** START OF EXCERPT PROVIDED **

However, if one speaks from the Essence, then ‘No’ can never be the answer. The Essence always points in the right direction – nothing else does. The structural aspect is only ever accessory. It is only there to serve, to support – never to be the master. The only master within can only ever be the Essence.
1.9 Be Like the Skyscraper
Much like reconnecting with her Essence will be an ongoing learning process, re-integrating Margaret’s structural self will also be a long-term balancing act.
She might not always know exactly what is the Essence and what isn’t; when to apply structure and discipline or not; how much or how far. And that’s okay! It’s not about discovering a magical solution for all problems. It’s a process of learning balance, and also of trial-and-error process.
The main guideline here is to not to say No to Essence, both to you or others, while using structure to provide a degree of discipline and protection to the experience.

** END OF EXCERPT PROVIDED **
** START OF ENTRIES SUPPLIED **

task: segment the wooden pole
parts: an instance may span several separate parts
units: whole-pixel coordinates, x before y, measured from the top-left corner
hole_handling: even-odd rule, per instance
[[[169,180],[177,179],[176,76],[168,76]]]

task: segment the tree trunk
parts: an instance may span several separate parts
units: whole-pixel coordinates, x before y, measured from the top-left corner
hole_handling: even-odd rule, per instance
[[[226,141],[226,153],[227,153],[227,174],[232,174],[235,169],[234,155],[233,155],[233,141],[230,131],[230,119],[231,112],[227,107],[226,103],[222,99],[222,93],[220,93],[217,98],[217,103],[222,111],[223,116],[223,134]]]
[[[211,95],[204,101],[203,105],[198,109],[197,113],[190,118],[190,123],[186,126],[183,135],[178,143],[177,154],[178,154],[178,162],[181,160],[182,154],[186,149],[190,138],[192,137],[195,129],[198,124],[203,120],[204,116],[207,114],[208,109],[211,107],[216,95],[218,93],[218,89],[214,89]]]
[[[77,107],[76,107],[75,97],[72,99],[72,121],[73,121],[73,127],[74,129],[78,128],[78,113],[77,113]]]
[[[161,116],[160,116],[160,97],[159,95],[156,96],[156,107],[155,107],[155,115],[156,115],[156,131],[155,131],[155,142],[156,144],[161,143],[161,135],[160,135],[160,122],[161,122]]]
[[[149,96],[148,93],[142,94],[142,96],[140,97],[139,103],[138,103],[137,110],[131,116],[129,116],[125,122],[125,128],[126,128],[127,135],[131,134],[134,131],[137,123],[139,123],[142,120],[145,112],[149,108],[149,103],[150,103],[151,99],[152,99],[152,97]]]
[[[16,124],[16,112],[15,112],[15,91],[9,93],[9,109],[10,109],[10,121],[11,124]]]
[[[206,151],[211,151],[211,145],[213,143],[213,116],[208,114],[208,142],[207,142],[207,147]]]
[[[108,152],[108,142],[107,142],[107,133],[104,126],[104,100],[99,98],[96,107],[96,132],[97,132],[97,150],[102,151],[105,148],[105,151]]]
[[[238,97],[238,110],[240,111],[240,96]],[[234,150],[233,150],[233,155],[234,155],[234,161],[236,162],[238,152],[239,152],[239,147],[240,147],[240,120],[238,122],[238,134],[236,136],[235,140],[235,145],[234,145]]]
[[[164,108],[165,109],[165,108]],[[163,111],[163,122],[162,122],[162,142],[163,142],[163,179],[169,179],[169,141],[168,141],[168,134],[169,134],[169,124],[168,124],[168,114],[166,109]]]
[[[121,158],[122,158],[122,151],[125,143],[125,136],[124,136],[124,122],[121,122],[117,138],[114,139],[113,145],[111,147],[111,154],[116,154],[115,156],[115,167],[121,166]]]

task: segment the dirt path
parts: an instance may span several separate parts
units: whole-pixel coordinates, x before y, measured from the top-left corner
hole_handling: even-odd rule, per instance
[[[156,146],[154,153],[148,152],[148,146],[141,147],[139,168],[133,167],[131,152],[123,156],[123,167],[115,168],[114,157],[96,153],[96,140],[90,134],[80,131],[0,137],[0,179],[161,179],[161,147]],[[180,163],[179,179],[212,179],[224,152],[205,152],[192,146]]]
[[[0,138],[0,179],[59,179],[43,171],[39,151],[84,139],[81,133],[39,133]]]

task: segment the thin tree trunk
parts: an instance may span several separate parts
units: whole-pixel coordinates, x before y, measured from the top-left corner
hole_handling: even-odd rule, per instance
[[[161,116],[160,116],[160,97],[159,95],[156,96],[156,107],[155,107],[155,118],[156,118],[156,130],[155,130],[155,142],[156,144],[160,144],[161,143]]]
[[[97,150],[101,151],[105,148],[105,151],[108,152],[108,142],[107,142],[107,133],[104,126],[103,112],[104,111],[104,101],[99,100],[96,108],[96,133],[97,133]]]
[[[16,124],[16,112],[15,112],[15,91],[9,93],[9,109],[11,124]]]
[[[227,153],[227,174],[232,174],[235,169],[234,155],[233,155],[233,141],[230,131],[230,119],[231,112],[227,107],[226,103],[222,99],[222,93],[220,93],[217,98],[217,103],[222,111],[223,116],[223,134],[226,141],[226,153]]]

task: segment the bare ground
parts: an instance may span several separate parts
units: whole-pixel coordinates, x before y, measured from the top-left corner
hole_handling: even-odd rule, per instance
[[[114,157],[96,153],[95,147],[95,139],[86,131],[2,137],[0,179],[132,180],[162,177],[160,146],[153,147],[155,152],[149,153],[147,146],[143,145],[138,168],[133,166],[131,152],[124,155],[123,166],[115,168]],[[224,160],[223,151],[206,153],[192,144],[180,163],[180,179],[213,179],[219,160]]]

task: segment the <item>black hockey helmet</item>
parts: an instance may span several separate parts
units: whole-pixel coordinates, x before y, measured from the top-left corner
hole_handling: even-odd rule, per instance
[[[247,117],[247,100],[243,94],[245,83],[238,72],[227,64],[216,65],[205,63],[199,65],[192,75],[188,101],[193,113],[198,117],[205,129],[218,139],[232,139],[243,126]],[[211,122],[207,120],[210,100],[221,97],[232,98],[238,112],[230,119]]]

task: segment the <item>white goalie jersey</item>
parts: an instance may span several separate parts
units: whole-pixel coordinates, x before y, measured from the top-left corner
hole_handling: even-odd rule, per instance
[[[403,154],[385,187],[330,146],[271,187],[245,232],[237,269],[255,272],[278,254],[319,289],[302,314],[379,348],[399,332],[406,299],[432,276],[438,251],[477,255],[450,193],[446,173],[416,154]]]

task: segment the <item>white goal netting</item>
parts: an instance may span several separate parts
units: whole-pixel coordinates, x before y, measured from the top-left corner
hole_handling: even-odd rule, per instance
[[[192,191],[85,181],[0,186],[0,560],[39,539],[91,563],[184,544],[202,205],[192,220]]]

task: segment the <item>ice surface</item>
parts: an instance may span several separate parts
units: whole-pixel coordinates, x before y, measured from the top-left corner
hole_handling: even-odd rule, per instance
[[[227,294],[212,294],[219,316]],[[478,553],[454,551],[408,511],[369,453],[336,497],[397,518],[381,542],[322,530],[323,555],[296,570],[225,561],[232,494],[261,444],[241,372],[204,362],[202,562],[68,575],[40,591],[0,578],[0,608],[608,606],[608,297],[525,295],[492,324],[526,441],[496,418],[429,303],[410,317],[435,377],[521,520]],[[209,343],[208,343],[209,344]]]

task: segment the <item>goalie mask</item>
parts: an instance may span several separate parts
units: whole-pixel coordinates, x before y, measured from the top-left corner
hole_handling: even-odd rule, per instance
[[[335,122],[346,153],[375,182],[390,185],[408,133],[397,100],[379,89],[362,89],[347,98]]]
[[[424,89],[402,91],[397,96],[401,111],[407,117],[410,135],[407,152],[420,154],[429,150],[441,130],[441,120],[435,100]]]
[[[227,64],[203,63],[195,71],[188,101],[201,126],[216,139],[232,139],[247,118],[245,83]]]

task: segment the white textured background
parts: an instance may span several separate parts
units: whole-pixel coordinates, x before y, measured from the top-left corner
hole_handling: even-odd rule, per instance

** END OF ENTRIES SUPPLIED **

(CHALLENGE): Set down the passage about the Essence word for word, from "However, if one" to "be the Essence.".

(WRITTEN RESPONSE):
However, if one speaks from the Essence, then ‘No’ can never be the answer. The Essence always points in the right direction – nothing else does. The structural aspect is only ever accessory. It is only there to serve, to support – never to be the master. The only master within can only ever be the Essence.